▸ **PROVIDED PASSAGE**
▼
In celebration of our beautiful prairie province, we periodically change our homepage rotating image marquee to feature photos that are uniquely Saskatchewan.
Location: Regina, Saskatchewan
Located on the edge of beautiful Wascana Lake, the Legislative Building is one of Regina’s most recognizable landmarks. Historical tours of this Beaux-Arts style building are offered in both English and French, 362 days a year.
Saskatoon berries share some similarities with blueberries, most notably, their colour. Historically, many First Nations have used the berries and leaves to make teas, and other parts of the shrub for medicinal purposes. Interestingly, when exported to other countries, Saskatoon berries are often given the name “juneberries”.
The Wood Lily is Saskatchewan’s official flower, and is featured on the provincial flag. Unfortunately, it is a far less common sight in the wild now than it was years ago. The flower is protected in Saskatchewan, so cannot be picked, uprooted, or destroyed.
This purple flower emits a lovely fragrance, but is considered an invasive species in Saskatchewan. Because of its ability to self-seed and therefore spread rapidly, in 2011, a news outlet in the state of Michigan declared Dame’s Rocket “Public Enemy Number Two” (behind the noxious weed, garlic mustard).
The prairie crocus is much loved in the prairies as it signifies the arrival of spring. It is the first flower to bloom after winter, and is also one of the first to go dormant ahead of the cold months – usually when it is still summer! It prefers sunny, hot, dry areas, and can live for more than 50 years.
With its sunny yellow centre and soft, white petals, the Ox-Eye Daisy is pleasing to the eye. While popular for gift-giving and growing in gardens, in many places the daisy is considered a weed. In Saskatchewan, it is classified as an invasive species for its ability to spread easily and densely.
Despite its name, the Yellow Marsh Marigold is not actually related to marigolds at all. In fact, it is part of the buttercup family and grows in marshes, swamps, and wet, boggy soils. It is found throughout the Northern Hemisphere, including North America and Europe.
The Sunflower, recognizable by its impressive size (it can grow up to 15 feet tall) and large, yellow flower is grown in parts of Saskatchewan. A single sunflower head can produce thousands of seeds; most sunflower grown in Saskatchewan is grown for oil or birdseed.
▲
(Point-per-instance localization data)
▼
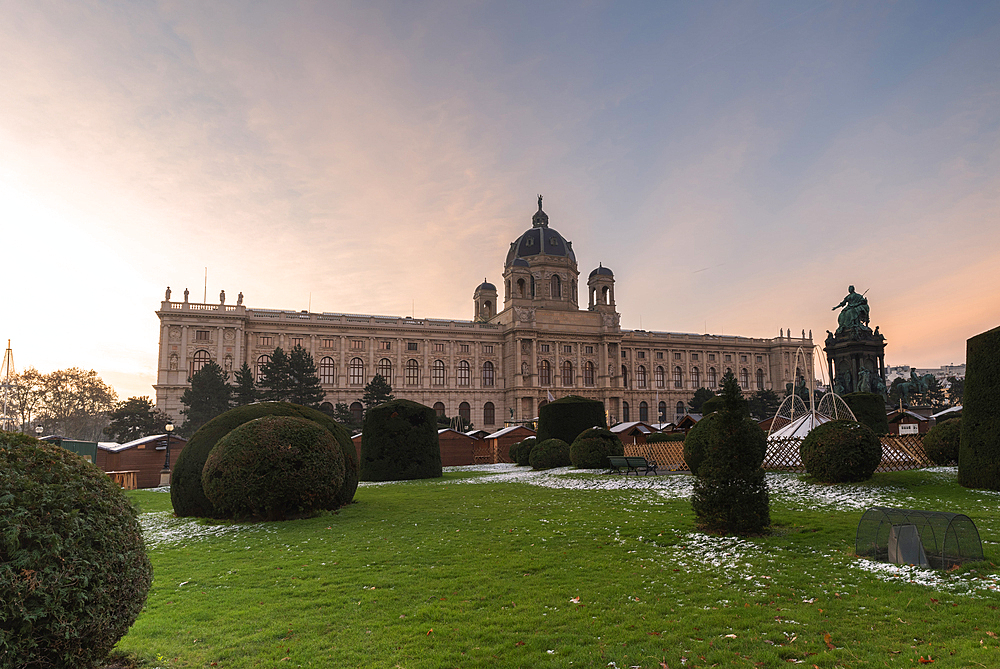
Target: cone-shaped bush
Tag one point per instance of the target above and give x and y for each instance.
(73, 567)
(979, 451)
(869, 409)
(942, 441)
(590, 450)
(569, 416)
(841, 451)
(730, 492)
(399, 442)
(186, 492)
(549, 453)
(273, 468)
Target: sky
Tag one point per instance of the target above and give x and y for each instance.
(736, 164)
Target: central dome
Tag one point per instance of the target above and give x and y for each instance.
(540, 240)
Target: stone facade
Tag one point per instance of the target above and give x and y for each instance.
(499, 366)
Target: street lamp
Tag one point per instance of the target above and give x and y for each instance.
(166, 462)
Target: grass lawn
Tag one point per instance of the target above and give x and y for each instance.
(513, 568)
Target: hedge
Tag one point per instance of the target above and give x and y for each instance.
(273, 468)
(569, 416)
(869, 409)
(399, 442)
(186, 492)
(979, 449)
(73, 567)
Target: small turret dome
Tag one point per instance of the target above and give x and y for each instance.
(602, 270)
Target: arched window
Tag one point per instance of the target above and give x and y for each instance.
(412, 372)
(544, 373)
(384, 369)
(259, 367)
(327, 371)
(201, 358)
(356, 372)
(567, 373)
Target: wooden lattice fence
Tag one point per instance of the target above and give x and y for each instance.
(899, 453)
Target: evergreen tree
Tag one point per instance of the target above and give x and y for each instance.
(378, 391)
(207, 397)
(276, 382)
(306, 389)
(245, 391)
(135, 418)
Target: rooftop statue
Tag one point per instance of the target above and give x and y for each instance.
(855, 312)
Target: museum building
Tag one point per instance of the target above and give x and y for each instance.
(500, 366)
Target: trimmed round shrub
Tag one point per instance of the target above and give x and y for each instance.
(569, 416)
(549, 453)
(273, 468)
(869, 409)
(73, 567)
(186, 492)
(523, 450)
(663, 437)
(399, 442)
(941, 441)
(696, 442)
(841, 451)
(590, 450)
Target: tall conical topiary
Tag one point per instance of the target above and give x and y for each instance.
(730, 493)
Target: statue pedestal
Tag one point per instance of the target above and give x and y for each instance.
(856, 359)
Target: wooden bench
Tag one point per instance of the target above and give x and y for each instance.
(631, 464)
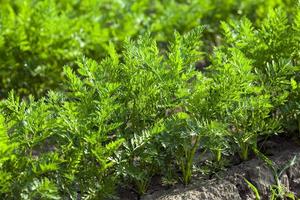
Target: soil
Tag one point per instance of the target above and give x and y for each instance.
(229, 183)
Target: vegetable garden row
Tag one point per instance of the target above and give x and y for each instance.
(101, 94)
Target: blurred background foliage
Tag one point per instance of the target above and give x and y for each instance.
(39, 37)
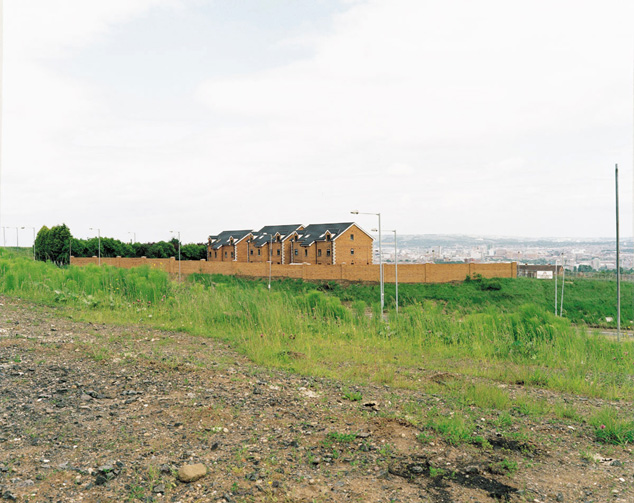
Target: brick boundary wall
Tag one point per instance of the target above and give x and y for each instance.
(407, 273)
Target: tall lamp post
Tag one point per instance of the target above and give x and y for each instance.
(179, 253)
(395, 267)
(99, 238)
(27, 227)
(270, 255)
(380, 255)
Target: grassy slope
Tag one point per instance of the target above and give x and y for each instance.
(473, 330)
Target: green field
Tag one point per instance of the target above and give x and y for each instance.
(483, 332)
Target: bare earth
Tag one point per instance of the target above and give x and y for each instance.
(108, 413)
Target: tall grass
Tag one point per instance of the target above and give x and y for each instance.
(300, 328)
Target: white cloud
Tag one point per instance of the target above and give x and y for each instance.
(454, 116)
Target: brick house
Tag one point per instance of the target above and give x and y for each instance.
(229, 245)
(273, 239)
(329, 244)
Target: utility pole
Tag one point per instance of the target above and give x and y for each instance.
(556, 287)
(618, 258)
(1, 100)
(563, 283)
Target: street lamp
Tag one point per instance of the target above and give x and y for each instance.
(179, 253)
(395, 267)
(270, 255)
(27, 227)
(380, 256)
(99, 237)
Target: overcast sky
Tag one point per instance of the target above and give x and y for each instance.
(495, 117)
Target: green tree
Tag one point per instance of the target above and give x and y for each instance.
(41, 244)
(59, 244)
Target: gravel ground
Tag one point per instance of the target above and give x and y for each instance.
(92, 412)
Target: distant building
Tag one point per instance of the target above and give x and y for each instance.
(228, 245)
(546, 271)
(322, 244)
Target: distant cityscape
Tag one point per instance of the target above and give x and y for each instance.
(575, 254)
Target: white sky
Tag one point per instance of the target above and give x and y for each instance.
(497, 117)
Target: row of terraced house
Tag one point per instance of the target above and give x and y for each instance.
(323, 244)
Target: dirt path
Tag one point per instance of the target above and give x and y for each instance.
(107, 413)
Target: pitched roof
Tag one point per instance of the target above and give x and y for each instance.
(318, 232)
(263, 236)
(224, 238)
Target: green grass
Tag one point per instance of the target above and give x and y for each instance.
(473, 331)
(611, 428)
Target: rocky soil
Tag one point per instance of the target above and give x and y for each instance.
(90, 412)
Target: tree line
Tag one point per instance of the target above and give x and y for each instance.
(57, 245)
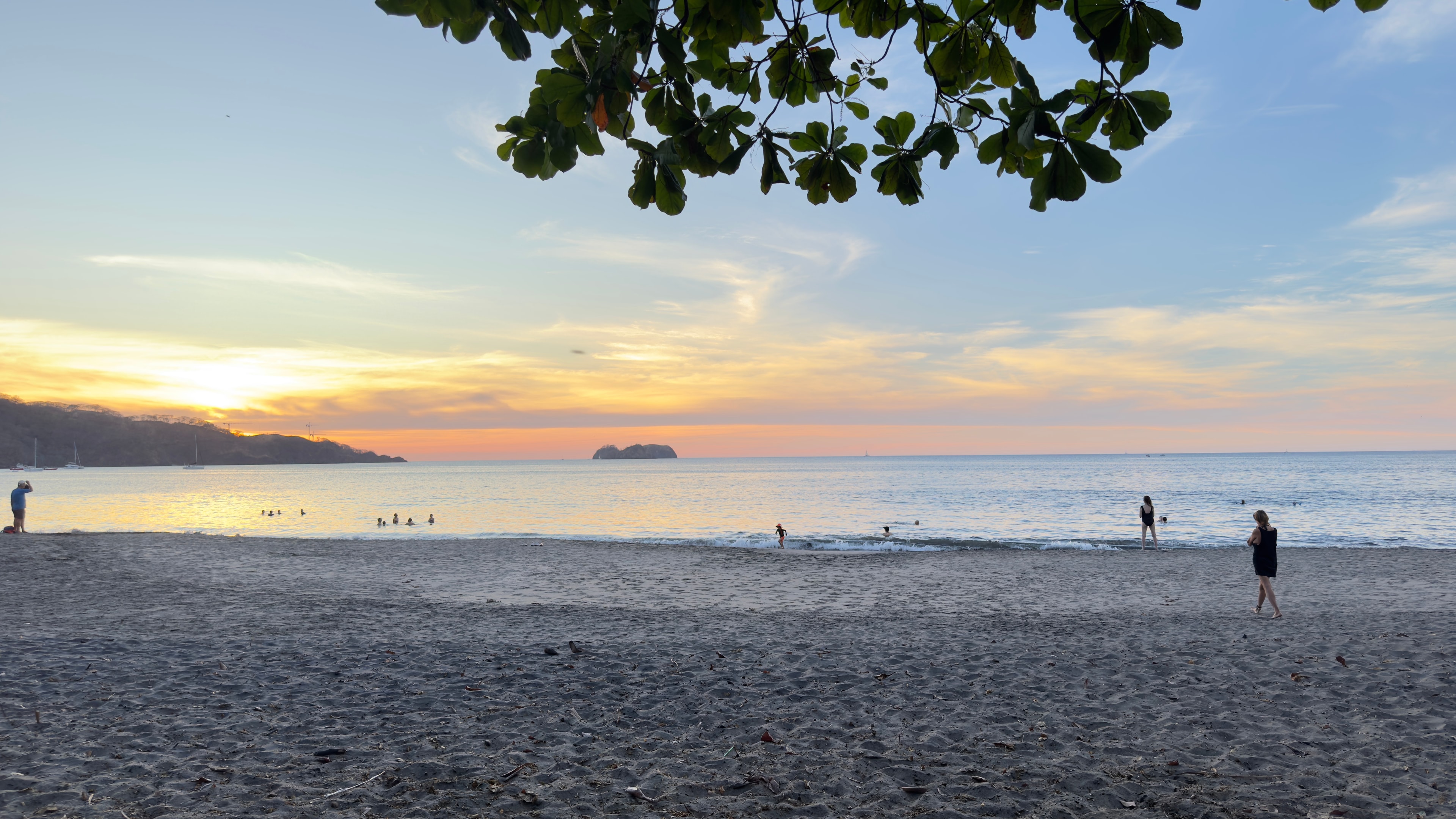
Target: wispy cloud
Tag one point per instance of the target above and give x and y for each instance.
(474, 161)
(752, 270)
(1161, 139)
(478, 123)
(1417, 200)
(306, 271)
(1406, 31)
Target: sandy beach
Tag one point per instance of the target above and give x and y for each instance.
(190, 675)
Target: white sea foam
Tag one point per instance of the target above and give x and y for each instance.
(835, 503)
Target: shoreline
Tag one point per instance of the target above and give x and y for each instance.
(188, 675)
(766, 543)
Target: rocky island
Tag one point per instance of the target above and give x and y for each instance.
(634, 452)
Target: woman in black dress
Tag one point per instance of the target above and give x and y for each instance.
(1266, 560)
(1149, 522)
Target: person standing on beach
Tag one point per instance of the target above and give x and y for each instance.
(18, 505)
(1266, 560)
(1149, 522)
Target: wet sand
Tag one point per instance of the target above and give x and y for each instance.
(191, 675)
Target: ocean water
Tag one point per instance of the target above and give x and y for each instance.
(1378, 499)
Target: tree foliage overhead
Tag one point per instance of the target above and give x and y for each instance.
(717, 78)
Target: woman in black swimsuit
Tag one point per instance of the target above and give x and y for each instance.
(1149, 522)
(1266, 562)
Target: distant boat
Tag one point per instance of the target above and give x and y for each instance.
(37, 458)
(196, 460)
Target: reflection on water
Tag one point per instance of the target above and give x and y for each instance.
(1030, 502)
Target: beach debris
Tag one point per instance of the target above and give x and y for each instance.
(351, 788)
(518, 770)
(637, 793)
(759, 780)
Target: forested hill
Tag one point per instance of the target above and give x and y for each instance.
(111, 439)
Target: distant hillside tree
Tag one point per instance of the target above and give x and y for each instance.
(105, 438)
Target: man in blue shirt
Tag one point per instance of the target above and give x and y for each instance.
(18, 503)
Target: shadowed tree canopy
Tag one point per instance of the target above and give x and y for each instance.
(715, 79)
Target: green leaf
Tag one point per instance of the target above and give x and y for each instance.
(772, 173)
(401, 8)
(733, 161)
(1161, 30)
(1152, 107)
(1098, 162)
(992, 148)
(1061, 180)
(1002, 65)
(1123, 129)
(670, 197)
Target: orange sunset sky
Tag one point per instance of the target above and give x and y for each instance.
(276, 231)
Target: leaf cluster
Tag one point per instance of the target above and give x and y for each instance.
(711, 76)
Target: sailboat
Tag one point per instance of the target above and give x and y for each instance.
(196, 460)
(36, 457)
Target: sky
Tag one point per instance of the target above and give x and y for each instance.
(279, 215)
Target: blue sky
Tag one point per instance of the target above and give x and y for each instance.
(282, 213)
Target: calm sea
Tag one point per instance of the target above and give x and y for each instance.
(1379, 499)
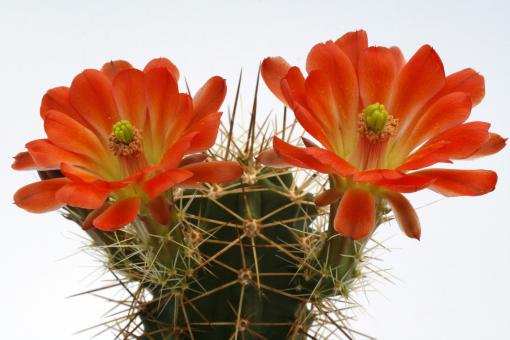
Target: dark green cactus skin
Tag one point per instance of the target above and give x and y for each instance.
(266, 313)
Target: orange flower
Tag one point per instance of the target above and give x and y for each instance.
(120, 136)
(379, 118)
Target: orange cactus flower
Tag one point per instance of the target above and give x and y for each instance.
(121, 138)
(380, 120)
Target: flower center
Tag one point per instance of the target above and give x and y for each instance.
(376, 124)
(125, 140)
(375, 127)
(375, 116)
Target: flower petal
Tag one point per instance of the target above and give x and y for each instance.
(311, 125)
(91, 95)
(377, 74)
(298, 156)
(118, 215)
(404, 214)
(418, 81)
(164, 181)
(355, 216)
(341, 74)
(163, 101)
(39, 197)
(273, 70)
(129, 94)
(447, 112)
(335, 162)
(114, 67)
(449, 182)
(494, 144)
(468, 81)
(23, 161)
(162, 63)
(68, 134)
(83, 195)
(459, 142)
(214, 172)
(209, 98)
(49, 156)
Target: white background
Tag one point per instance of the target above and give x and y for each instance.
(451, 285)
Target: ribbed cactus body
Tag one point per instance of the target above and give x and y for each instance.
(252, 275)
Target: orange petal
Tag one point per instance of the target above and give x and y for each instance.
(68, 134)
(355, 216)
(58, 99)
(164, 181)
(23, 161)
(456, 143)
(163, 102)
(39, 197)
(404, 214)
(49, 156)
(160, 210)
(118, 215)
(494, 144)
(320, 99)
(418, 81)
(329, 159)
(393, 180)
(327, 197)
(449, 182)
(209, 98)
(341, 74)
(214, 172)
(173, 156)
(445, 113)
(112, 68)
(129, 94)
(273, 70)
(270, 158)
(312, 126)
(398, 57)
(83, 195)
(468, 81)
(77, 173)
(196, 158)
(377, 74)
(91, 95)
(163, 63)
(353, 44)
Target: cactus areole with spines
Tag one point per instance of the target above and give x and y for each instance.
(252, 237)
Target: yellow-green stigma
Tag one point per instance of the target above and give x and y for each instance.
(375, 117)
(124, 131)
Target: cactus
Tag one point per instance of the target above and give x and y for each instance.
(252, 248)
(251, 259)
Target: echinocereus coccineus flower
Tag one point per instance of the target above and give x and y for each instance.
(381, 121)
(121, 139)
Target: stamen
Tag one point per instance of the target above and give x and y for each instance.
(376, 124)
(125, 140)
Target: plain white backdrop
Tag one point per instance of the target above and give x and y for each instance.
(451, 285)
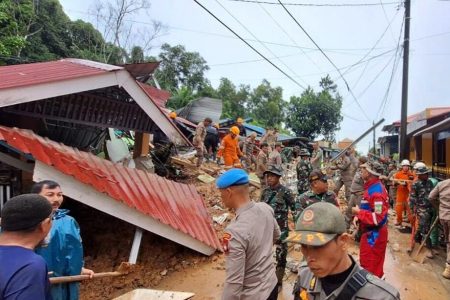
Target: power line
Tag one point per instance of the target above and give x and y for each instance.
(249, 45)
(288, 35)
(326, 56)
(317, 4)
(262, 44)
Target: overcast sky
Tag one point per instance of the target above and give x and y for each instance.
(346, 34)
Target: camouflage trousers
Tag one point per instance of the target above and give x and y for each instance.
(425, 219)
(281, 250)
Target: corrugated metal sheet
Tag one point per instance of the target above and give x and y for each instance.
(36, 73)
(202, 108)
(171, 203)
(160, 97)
▲
▸ **WHAT YOU NEED TO DO**
a) Retype the Saskatchewan text word for word, starting at "Location: Regina, Saskatchewan" and ending at "days a year.".
b) State whether each statement agrees with the Saskatchewan text, answering yes or no and quoting the deciding words: (i) tours of the Legislative Building are offered in English and French; (ii) the Yellow Marsh Marigold belongs to the marigold family; (iii) the prairie crocus can live for more than 50 years.
The entries are not required for this work.

▸ **RESPONSES IN ORDER**
a)
Location: Regina, Saskatchewan
Located on the edge of beautiful Wascana Lake, the Legislative Building is one of Regina’s most recognizable landmarks. Historical tours of this Beaux-Arts style building are offered in both English and French, 362 days a year.

b)
(i) Yes: "Historical tours of this Beaux-Arts style building are offered in both English and French, 362 days a year."
(ii) No: "Despite its name, the Yellow Marsh Marigold is not actually related to marigolds at all."
(iii) Yes: "It prefers sunny, hot, dry areas, and can live for more than 50 years."